**Description of the task**
Gather every line of the records below that contains the string "clicks" and copy each such line in full.

**Records to use**

========

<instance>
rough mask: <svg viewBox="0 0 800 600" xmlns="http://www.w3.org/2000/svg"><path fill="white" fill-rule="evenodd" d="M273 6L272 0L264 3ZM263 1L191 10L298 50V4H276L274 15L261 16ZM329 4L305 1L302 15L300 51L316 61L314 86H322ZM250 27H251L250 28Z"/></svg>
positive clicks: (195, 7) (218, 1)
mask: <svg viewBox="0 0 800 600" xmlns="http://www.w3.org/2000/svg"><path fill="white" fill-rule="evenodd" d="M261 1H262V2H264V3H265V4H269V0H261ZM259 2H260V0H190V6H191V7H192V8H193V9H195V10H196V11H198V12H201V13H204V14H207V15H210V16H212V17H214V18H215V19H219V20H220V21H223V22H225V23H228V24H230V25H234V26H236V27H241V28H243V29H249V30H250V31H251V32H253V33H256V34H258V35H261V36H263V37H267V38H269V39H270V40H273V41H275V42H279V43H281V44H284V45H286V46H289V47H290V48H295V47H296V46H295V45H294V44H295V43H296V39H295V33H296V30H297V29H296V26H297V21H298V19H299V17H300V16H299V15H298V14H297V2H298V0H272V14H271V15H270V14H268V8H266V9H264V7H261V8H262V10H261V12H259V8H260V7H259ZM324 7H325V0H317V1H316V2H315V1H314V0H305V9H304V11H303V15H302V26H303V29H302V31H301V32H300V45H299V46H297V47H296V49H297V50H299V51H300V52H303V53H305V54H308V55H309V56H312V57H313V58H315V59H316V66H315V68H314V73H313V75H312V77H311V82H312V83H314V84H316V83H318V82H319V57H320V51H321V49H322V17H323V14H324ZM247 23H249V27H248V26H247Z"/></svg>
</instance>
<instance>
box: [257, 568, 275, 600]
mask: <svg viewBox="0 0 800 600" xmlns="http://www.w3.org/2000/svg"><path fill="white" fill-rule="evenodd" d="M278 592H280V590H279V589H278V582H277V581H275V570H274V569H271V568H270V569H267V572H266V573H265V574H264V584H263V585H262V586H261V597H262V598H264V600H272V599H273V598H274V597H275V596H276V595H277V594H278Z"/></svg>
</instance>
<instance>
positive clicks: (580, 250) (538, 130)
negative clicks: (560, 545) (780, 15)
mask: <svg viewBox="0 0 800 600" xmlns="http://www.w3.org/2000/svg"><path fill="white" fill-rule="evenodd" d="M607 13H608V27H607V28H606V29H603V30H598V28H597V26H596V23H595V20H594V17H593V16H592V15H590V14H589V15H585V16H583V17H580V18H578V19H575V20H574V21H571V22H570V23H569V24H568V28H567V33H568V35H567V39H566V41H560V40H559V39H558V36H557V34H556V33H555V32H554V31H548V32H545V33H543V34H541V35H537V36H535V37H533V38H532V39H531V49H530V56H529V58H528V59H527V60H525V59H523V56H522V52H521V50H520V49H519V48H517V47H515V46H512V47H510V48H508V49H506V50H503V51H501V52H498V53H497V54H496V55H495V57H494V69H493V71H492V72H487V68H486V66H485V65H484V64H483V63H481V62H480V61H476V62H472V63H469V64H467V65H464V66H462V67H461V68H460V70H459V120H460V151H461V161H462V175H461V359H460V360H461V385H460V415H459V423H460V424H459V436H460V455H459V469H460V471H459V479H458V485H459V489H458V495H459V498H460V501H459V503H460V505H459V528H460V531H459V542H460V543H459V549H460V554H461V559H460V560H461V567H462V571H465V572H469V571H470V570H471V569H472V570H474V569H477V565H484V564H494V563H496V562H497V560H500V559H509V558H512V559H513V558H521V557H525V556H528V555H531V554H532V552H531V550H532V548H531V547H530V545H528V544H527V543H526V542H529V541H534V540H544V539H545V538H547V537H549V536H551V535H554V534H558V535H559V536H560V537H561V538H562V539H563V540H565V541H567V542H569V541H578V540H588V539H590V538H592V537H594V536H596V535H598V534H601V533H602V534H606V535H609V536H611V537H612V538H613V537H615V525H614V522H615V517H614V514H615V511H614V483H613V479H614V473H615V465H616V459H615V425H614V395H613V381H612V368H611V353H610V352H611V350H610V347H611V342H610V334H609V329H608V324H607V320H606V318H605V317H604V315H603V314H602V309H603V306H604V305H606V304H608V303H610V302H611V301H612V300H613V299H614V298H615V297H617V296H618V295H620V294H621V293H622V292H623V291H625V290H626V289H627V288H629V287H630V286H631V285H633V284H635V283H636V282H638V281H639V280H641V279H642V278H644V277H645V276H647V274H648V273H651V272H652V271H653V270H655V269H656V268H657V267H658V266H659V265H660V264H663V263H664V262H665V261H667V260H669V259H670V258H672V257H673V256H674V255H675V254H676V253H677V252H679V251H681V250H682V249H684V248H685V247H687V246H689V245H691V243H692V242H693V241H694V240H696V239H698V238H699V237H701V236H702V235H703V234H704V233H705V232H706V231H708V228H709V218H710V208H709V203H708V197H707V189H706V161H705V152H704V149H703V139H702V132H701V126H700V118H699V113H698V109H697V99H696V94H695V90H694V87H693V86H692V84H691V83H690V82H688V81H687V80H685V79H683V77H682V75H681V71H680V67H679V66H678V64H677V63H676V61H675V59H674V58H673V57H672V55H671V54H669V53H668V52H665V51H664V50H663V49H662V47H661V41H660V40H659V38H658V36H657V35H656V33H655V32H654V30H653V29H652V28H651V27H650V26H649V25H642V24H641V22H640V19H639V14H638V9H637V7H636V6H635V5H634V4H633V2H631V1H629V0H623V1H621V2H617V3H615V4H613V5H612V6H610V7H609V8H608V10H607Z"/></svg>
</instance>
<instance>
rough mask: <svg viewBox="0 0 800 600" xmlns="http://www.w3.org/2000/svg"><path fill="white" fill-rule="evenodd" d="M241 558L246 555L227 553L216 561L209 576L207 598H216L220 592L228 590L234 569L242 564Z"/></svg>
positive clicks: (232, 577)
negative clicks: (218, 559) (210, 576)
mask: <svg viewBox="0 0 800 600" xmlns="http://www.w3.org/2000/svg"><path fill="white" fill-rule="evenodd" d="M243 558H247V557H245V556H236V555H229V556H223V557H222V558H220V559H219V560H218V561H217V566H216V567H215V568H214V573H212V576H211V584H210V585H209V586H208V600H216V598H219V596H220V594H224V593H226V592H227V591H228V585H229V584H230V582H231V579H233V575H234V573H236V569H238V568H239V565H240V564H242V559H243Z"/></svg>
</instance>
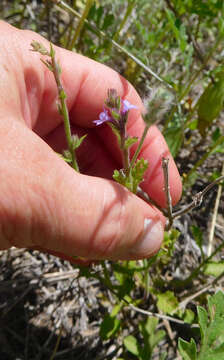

========

**Task result**
positive clicks: (195, 7) (218, 1)
positive clicks: (580, 250) (538, 130)
negative clicks: (560, 545) (780, 15)
positive clicks: (232, 577)
negative clicks: (218, 559) (210, 576)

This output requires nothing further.